> **Exercise task 1**
List each organization named as a sponsor of the event in the article about the Science on Tap forum.
> **Exercise task 2**
Resume the article about the Science on Tap talk on the BP oil spill, picking up after its final sentence.

> **Passage provided**
## START

Science on Tap forum features Purdue expert on BP Gulf oil spill

WEST LAFAYETTE, Ind. — Purdue mechanical engineering professor Steve Wereley, who has gained international attention for his analysis of the potential size of the BP PLC oil spill in the Gulf of Mexico, will be the featured speaker Thursday (June 17) at the next Science on Tap forum.

Steve Wereley Purdue Prof Mechanical Engineering

Purdue mechanical engineering professor Steve Wereley will be the featured speaker Thursday (June 17) at the next Science on Tap forum.

Wereley’s presentation, “Analyzing Disaster: A Nanoscale Guy Stumbles into a Mega Problem Measuring the Size of the BP Deepwater Horizon Oil Spill,” will begin at 6 p.m. in the upstairs of the Lafayette Brewing Company, 622 Main St., in downtown Lafayette.

The event, sponsored by Discovery Park, the Purdue School of Mechanical Engineering and Birck Nanotechnology Center, is free and open to the public to those ages 21 or older.

“Building on my research career in the field of nano- and microfluidics and writing a textbook on a technique for accurately measuring flow, the BP oil spill case has opened up a whole new field of research that is likely to keep me busy for a while,” said Wereley, whose research laboratory is in Discovery Park’s Birck Nanotechnology Center.

The monthly Science on Tap program provides faculty from Purdue the opportunity to share their research activities in an informal setting, touching on subjects and providing presentations that are designed to appeal to a more general audience.

“The ongoing oil spill has shown me the important role that engineering and science can play in assessing the impact of this significant environmental disaster, the extent of the cleanup process, and the oil spill’s potential long-term effects,” Wereley said. “This upcoming Science on Tap program will provide a terrific forum for sharing the latest details on my role in this ongoing disaster.”

Wereley joined a team of U.S. engineers and scientists that released a U.S. Department of Interior report on Thursday (June 10), showing that 25,000-30,000 barrels of oil per day are likely leaking from the BP well. That’s significantly higher than the team’s May 27 estimate of 12,000-19,000 barrels a day.

The daily flow rates translate into a total of 1.3 million to 1.5 million barrels of oil that have leaked into the Gulf since the Deepwater Horizon explosion on April 20 that killed 11 workers. Now considered the worst in U.S. history, the BP oil spill off the coast of Louisiana is roughly five to six times the size of the Exxon Valdez spill of March 1989. That spill is estimated to have dumped 250,000 barrels of oil, or 10.8 million gallons, into Prince William Sound in Alaska.

## END

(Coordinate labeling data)
## START

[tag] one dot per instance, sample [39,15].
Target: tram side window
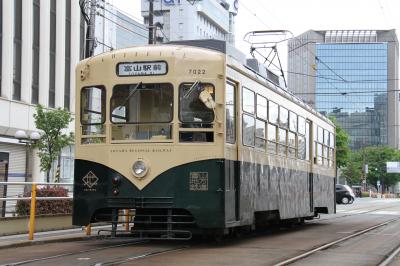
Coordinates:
[282,141]
[93,105]
[248,130]
[302,149]
[230,114]
[291,144]
[301,125]
[93,115]
[197,104]
[260,134]
[307,131]
[262,107]
[292,121]
[273,112]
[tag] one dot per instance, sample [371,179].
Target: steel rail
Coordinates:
[37,198]
[329,244]
[390,257]
[350,214]
[137,257]
[72,253]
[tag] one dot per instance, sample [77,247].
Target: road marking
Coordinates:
[84,258]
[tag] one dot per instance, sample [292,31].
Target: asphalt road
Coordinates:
[266,248]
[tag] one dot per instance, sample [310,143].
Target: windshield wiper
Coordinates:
[191,89]
[130,94]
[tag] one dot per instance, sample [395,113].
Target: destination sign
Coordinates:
[142,69]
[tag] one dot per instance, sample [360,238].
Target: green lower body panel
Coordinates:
[193,188]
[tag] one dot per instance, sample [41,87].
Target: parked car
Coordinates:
[344,194]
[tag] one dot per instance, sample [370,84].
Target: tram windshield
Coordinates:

## END

> **Answer 1**
Discovery Park
Purdue School of Mechanical Engineering
Birck Nanotechnology Center

> **Answer 2**
Initial estimates by BP and the federal government indicated that 5,000 barrels a day had flowed from the BP well into the Gulf.

The latest oil flow figures are based on data gathered by the federal interagency team, the Flow Rate Technical Group, before BP cut a pipe – called a riser – on June 3.

Wereley and his colleagues plan to issue a third report from the period after the riser was cut and before a containment dome was placed over the damaged well 5,000 feet below the surface on June 4. Since then, BP has been funneling some oil and gas to a drill ship stationed above the spill.

U.S. Interior Department officials say the research teams are using several separate methodologies to calculate their estimates:

— One team that included Wereley took video of the plume of oil escaping from the pipe and fed it through computer models. The new result from the Plume Modeling Team ranged from 20,000-40,000 barrels per day, with the most likely value in the 25,000-30,000 barrels per day range. That is up from 12,000-25,000 barrels in the initial analysis.

– Another technique from the Mass Balance Team relied on a NASA plane that could differentiate oil from water on the Gulf surface. That produced a revised estimate of 12,600-21,500 barrels a day.

Wereley’s role in the current disaster began May 12 when BP released an initial 30-second video clip of oil gushing from the 21.5-inch pipe. The Purdue professor used a technique called particle image velocimetry (PIV) to create freeze-frame shots from the video. From there, he ran a computer analysis to estimate how far in terms of pixels that the identifiable clumps of oil moved.

Wereley, who has co-written a textbook on particle image velocimetry, then created a conversion from pixels to inches based on the pipe’s size to compute how fast oil was flowing from the pipe. Using the area of the pipe and the speed of the oil, he concluded that 56,000-84,000 barrels of oil and gas, had been leaking daily into the Gulf during that five-week period.

That flow rate was nearly 10 times higher than other estimates at that time and an amount that would fill more than 50 swimming pools per day.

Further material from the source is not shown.